-- START OF Material --

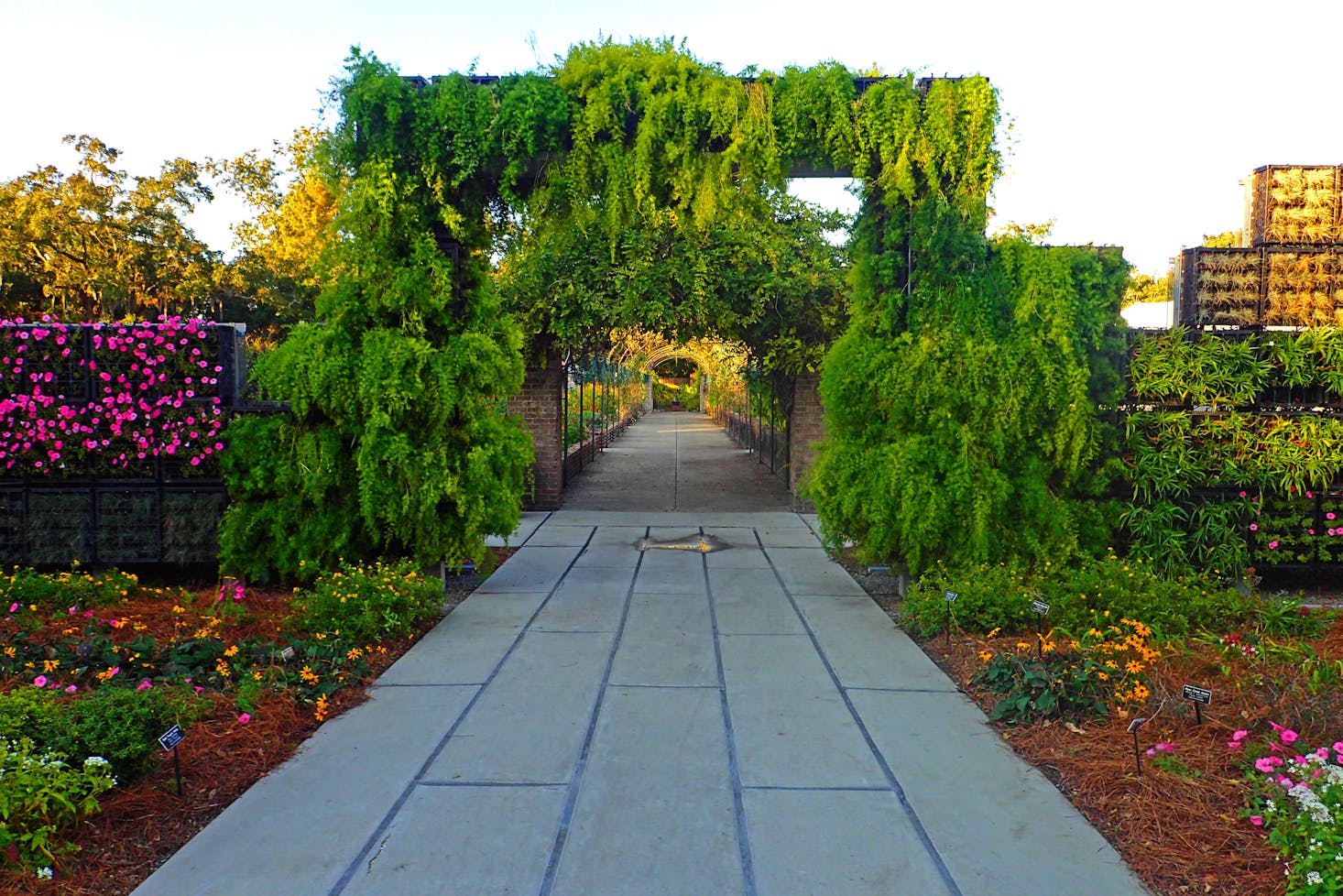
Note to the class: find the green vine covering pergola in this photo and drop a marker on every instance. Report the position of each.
(633, 186)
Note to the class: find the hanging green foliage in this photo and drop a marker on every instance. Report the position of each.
(962, 446)
(395, 441)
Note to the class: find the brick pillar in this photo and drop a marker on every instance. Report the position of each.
(806, 428)
(541, 408)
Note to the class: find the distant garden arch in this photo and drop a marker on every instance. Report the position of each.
(492, 226)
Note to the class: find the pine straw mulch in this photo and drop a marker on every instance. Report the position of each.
(1181, 835)
(144, 824)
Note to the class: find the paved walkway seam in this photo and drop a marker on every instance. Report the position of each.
(490, 783)
(748, 883)
(552, 866)
(380, 832)
(867, 735)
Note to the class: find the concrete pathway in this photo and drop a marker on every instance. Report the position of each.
(677, 461)
(602, 720)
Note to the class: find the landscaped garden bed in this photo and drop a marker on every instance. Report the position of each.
(97, 667)
(1212, 798)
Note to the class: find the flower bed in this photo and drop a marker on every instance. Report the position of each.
(1225, 806)
(95, 667)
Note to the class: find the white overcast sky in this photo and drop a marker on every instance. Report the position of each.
(1131, 123)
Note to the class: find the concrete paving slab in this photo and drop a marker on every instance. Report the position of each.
(656, 813)
(536, 570)
(464, 841)
(622, 536)
(867, 649)
(856, 844)
(763, 608)
(668, 639)
(467, 645)
(527, 526)
(297, 829)
(588, 599)
(671, 573)
(739, 558)
(789, 538)
(810, 571)
(792, 728)
(608, 555)
(561, 535)
(1037, 841)
(530, 720)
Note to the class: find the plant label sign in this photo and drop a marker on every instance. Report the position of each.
(170, 738)
(1198, 694)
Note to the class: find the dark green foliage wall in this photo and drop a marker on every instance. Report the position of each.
(395, 443)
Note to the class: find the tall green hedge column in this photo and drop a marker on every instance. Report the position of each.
(397, 441)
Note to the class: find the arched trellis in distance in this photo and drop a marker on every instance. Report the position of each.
(645, 351)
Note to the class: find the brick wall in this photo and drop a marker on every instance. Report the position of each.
(806, 428)
(541, 408)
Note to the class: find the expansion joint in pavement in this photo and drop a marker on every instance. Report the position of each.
(939, 863)
(748, 878)
(552, 864)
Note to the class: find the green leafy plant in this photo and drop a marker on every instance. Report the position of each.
(121, 725)
(357, 604)
(998, 596)
(40, 798)
(1297, 800)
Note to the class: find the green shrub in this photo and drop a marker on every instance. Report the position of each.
(121, 725)
(27, 712)
(999, 596)
(360, 604)
(40, 795)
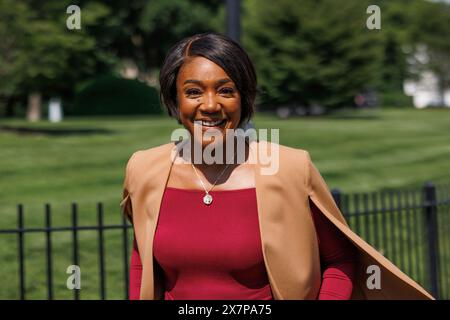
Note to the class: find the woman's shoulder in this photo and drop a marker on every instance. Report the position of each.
(286, 153)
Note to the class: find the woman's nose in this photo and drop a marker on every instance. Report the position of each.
(210, 103)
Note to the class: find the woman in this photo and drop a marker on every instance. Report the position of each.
(227, 229)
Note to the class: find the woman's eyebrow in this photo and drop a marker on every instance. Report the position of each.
(218, 82)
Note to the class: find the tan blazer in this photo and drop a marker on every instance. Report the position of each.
(288, 237)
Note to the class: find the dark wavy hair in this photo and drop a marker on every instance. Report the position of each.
(221, 50)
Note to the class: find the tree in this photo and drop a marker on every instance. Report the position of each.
(309, 51)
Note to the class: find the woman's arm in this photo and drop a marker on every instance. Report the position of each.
(135, 273)
(337, 256)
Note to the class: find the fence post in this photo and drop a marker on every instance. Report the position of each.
(430, 208)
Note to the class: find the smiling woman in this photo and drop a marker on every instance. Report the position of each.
(256, 236)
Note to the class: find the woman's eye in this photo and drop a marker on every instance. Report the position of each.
(227, 91)
(192, 92)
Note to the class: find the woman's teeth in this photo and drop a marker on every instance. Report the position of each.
(212, 123)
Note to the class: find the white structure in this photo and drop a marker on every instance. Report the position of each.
(54, 110)
(424, 90)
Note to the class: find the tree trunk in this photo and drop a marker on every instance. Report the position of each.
(34, 106)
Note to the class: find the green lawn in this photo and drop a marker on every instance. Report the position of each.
(355, 151)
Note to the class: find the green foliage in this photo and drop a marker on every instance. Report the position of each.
(109, 95)
(312, 51)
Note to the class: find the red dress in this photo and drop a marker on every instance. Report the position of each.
(214, 252)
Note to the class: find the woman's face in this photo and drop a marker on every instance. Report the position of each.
(207, 97)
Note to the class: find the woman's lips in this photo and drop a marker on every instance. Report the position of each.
(206, 127)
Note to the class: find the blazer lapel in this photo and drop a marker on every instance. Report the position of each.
(150, 287)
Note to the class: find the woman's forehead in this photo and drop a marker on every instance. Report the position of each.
(200, 68)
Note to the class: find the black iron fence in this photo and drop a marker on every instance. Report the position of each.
(410, 227)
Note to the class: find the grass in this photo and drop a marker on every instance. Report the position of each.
(84, 161)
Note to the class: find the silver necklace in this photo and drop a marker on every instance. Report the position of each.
(207, 198)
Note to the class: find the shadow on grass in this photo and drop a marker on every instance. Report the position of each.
(53, 131)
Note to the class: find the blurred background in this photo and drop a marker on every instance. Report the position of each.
(364, 86)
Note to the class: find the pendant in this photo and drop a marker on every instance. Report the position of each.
(207, 199)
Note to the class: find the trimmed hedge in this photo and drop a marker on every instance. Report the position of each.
(109, 95)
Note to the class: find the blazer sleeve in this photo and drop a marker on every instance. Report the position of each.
(125, 204)
(395, 284)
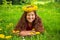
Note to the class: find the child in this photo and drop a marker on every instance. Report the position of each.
(29, 22)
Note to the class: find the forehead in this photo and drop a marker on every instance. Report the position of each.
(31, 12)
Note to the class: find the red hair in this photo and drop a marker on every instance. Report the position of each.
(37, 23)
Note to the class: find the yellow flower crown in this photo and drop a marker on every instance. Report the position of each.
(29, 8)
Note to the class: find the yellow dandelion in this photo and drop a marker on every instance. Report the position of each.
(13, 31)
(17, 31)
(11, 24)
(0, 28)
(7, 37)
(31, 33)
(2, 36)
(29, 8)
(7, 26)
(37, 32)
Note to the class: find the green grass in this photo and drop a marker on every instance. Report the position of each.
(49, 13)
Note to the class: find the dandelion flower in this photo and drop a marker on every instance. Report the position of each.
(37, 32)
(2, 36)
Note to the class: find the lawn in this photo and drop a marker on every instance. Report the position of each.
(49, 13)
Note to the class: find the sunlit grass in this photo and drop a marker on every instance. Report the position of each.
(49, 13)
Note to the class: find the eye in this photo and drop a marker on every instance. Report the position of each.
(32, 14)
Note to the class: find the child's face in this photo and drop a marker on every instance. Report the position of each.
(30, 17)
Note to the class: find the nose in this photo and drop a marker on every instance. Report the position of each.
(30, 17)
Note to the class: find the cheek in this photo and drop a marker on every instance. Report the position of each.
(33, 17)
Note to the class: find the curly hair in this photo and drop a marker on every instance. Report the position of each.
(37, 23)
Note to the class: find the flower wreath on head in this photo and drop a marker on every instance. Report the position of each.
(30, 8)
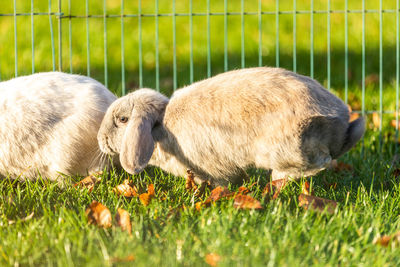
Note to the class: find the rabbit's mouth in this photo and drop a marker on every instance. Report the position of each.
(106, 148)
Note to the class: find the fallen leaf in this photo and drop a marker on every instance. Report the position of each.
(274, 188)
(98, 214)
(125, 259)
(340, 166)
(88, 182)
(396, 172)
(126, 189)
(393, 123)
(212, 259)
(352, 115)
(376, 119)
(243, 190)
(317, 203)
(371, 79)
(246, 202)
(124, 220)
(151, 191)
(199, 205)
(332, 185)
(220, 192)
(190, 183)
(145, 198)
(385, 240)
(27, 218)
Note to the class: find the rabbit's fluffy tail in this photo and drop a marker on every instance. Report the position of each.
(354, 133)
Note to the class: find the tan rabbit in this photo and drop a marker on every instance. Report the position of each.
(49, 123)
(263, 117)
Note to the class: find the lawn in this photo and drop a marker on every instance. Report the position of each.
(170, 231)
(165, 233)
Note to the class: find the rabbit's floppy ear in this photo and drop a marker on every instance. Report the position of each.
(137, 144)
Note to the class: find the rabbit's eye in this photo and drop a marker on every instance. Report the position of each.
(123, 119)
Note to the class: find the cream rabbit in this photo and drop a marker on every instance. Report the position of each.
(49, 124)
(263, 117)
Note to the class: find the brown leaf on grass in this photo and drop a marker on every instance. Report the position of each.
(27, 218)
(190, 183)
(212, 259)
(317, 203)
(376, 119)
(98, 214)
(128, 258)
(385, 240)
(352, 115)
(145, 198)
(126, 189)
(246, 202)
(305, 189)
(274, 188)
(396, 172)
(220, 192)
(199, 205)
(371, 79)
(89, 181)
(124, 220)
(393, 123)
(243, 190)
(151, 191)
(340, 166)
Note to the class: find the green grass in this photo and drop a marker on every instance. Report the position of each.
(280, 234)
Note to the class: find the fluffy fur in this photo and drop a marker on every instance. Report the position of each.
(49, 124)
(258, 117)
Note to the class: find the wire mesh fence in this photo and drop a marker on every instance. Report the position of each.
(351, 47)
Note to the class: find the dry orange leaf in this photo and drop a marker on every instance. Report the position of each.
(376, 119)
(317, 203)
(124, 220)
(396, 172)
(145, 198)
(353, 115)
(393, 123)
(243, 190)
(126, 189)
(125, 259)
(220, 192)
(98, 214)
(340, 166)
(385, 240)
(151, 191)
(246, 202)
(88, 182)
(190, 184)
(306, 189)
(212, 259)
(274, 188)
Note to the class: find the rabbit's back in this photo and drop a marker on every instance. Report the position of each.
(48, 123)
(251, 117)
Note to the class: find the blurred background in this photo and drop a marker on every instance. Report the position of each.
(351, 47)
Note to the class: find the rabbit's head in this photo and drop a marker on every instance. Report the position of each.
(127, 126)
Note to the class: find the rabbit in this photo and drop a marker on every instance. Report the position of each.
(48, 125)
(262, 117)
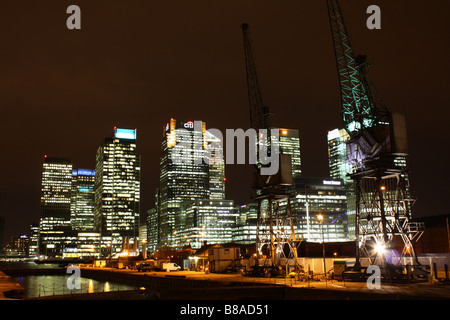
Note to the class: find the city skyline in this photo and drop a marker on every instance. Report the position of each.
(61, 114)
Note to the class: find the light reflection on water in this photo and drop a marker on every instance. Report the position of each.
(46, 285)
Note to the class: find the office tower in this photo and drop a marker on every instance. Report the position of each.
(185, 175)
(153, 224)
(312, 197)
(216, 170)
(55, 205)
(244, 231)
(340, 168)
(317, 197)
(337, 155)
(34, 240)
(289, 143)
(83, 196)
(2, 234)
(207, 221)
(117, 190)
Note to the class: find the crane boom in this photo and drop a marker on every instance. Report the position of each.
(358, 107)
(259, 114)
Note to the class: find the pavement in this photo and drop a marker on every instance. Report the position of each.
(423, 289)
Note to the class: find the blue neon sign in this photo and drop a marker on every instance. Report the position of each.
(125, 133)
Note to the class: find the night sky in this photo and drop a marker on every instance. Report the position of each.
(136, 64)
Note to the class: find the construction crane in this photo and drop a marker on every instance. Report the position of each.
(377, 150)
(275, 236)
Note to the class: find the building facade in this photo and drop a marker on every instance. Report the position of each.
(117, 190)
(289, 144)
(83, 196)
(54, 224)
(191, 168)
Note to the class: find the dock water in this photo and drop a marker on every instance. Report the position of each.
(9, 289)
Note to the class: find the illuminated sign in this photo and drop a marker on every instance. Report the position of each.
(189, 125)
(125, 133)
(332, 182)
(83, 172)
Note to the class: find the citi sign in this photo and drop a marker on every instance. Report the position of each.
(260, 151)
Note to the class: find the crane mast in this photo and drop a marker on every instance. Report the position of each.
(274, 230)
(377, 151)
(359, 109)
(259, 113)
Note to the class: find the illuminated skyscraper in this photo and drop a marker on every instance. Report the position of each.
(337, 153)
(117, 189)
(340, 169)
(289, 143)
(185, 176)
(55, 205)
(83, 195)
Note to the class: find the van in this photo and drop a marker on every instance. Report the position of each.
(170, 266)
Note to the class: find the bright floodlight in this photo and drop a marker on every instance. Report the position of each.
(379, 248)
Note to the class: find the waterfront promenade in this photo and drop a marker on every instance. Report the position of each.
(192, 285)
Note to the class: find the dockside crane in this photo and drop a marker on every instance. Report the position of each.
(275, 235)
(377, 150)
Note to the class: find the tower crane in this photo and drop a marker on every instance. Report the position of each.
(377, 150)
(275, 236)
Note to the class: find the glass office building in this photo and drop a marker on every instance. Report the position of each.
(82, 204)
(289, 143)
(340, 169)
(117, 189)
(207, 221)
(54, 223)
(191, 168)
(313, 197)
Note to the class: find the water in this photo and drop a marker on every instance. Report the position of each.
(47, 285)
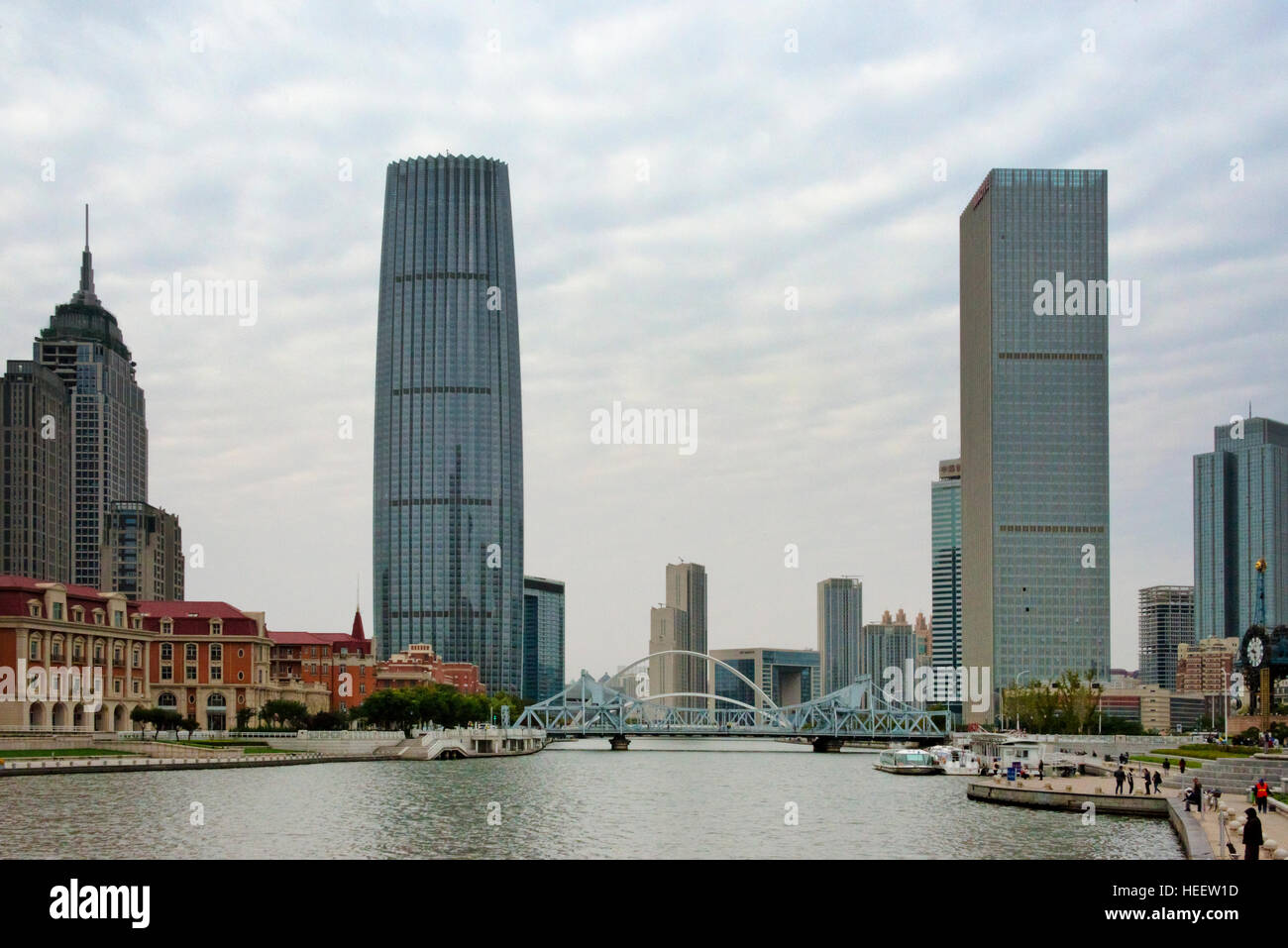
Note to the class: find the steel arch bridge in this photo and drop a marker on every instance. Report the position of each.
(857, 712)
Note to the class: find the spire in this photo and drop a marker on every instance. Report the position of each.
(85, 294)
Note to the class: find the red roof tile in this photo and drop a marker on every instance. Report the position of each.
(179, 608)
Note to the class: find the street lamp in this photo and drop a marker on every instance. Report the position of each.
(1017, 687)
(1225, 699)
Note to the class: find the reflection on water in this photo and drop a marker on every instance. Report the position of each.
(660, 798)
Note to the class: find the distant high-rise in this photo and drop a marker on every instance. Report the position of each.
(681, 623)
(37, 464)
(1240, 515)
(542, 638)
(84, 347)
(840, 617)
(143, 552)
(1166, 622)
(1034, 425)
(447, 532)
(887, 644)
(787, 675)
(945, 566)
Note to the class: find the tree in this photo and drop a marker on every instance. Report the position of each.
(142, 715)
(279, 711)
(329, 720)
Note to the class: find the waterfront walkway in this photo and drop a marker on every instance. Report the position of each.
(116, 764)
(1094, 794)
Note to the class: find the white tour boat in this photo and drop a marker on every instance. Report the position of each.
(956, 762)
(905, 760)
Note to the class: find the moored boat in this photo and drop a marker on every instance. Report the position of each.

-- END OF Material --

• Directions
Quote every line from the line containing "Note to the class: find the waterfront walkway" through the closing line of the listing, including both.

• Answer to this problem
Note to the class: find the waterfront walkway in this photo and drop a marker on every instance. Report the position of each.
(116, 764)
(1094, 794)
Note to the class: find the white tour boat in this photo and drop a marker on every instance. Report the position of each.
(956, 762)
(905, 760)
Note to the class: find the moored boat in this photo and drop a marker on every instance. Report the position of each.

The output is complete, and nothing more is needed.